Les coupes de chêne zeen dans la région d’Aïn Sallam ont suscité beaucoup d’intérêt et d’indignation, d’autant plus que les arbres abattus sont de gros diamètre et que les coupes ont été faites au cours de la période de confinement. Une récente visite aux forêts de chêne zeen en Kroumirie nous ont permis de réaliser de visu l’état de nombreuses zéenaies (forêts de chêne zeen) et de tirer certaines conclusions quant à leur avenir en rapport avec les usages dont elles font objet par les habitants des forêts.
Rappelons que le chêne zeen est une endémique algéro-tunisienne. En Tunisie, il pousse en Kroumirie, à l’état pur ou mélangé au chêne liège.
1. Le chêne zeen est-il menacé en Tunisie ?
A priori, la réponse à cette question est négative. Les forêts de chêne zeen sont étendues en Tunisie et certains secteurs sont à l’abri de toute forme de pression pour persister au moins sur le moyen terme.
2. Quelles menaces pèsent-elles sur les forêts de chêne zeen ?

CONSIGNE:
Répondez à ces questions à partir de l'extrait sur le chêne zeen :
1. Dans quelle région de Tunisie pousse le chêne zeen, et sous quelle forme ?
2. Pendant quelle période les coupes de la région d'Aïn Sallam ont-elles été faites ?
3. Quel nom donne-t-on aux forêts de chêne zeen ?
Les données qui suivent proviennent d'une autre source.

DONNÉES FOURNIES:
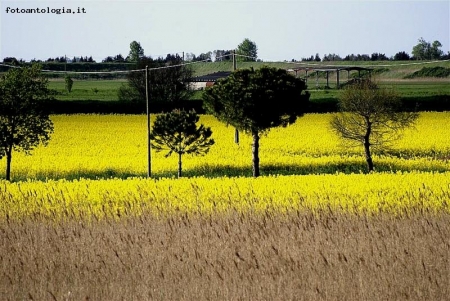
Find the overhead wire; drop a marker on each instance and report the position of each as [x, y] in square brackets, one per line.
[223, 56]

CORRIGÉ:
1. En Kroumirie, à l'état pur ou mélangé au chêne liège.
2. Pendant la période de confinement.
3. Les zéenaies.